*** Opening EXTRACTED ENTRIES ***

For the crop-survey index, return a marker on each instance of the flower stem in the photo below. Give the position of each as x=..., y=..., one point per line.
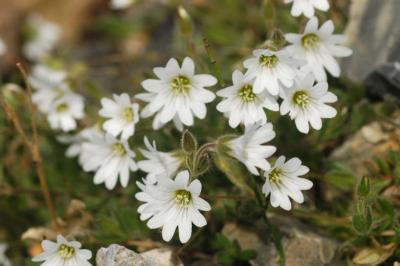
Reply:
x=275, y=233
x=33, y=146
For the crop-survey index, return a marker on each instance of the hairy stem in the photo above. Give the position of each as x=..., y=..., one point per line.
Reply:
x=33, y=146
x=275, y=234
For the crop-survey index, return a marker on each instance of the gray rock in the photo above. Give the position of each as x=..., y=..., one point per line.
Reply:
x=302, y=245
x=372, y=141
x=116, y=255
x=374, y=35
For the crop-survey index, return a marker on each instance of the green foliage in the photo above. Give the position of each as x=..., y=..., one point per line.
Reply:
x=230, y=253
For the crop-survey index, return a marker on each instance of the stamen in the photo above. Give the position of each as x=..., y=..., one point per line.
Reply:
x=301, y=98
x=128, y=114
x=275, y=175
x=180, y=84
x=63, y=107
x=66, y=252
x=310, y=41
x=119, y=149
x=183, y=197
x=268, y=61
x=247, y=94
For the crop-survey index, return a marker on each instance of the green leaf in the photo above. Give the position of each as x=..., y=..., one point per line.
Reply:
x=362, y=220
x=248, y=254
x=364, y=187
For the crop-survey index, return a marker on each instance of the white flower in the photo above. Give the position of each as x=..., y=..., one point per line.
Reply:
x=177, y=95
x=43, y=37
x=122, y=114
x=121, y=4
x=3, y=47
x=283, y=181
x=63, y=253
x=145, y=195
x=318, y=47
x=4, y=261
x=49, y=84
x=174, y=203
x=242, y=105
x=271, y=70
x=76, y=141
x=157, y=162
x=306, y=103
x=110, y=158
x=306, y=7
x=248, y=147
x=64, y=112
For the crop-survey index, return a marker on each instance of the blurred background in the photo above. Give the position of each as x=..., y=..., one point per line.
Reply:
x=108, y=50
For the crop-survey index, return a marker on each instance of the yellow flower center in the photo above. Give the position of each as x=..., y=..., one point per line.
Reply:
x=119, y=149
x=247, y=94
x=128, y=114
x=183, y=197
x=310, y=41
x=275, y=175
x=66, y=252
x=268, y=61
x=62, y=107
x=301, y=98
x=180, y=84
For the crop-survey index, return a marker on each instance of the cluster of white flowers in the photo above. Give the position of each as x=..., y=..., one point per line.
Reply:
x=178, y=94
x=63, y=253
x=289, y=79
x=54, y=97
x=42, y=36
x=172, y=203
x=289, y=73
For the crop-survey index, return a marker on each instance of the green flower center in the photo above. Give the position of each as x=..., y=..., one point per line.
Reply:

*** Closing EXTRACTED ENTRIES ***

● ABOUT THIS EXERCISE: Set down nothing but the lines from the one containing "of the white" through the final line above, exactly as written.

● RESPONSE FOR THIS EXERCISE:
For the crop-survey index, return a marker on each instance of the white flower in the photo above. Give the position of each as x=..., y=..., one point per line.
Reply:
x=177, y=95
x=43, y=37
x=122, y=114
x=121, y=4
x=3, y=47
x=283, y=181
x=63, y=253
x=145, y=195
x=318, y=47
x=4, y=261
x=49, y=84
x=174, y=203
x=242, y=105
x=271, y=70
x=76, y=141
x=157, y=162
x=306, y=103
x=110, y=158
x=306, y=7
x=248, y=147
x=64, y=112
For the crop-survey index, return a marker on each instance of the blurred background in the photo above. Give the position of each as x=..., y=..., one point per line.
Reply:
x=108, y=50
For the crop-survey index, return a marker on each instance of the yellow flower center in the photo above. Give the position of each as x=..., y=..., one point per line.
Reply:
x=119, y=149
x=247, y=94
x=128, y=114
x=183, y=197
x=310, y=41
x=275, y=175
x=66, y=252
x=268, y=61
x=62, y=107
x=301, y=98
x=180, y=84
For the crop-survey index, return a marker on each instance of the cluster of white flowers in the photo above. Give the position of each as x=..., y=..., one point per line.
Reply:
x=178, y=94
x=63, y=253
x=289, y=79
x=54, y=97
x=42, y=36
x=172, y=203
x=289, y=73
For the crop-survey index, return a marker on each instance of the green flower center in the photo above. Give the position of each as x=..., y=..., one point per line.
Reply:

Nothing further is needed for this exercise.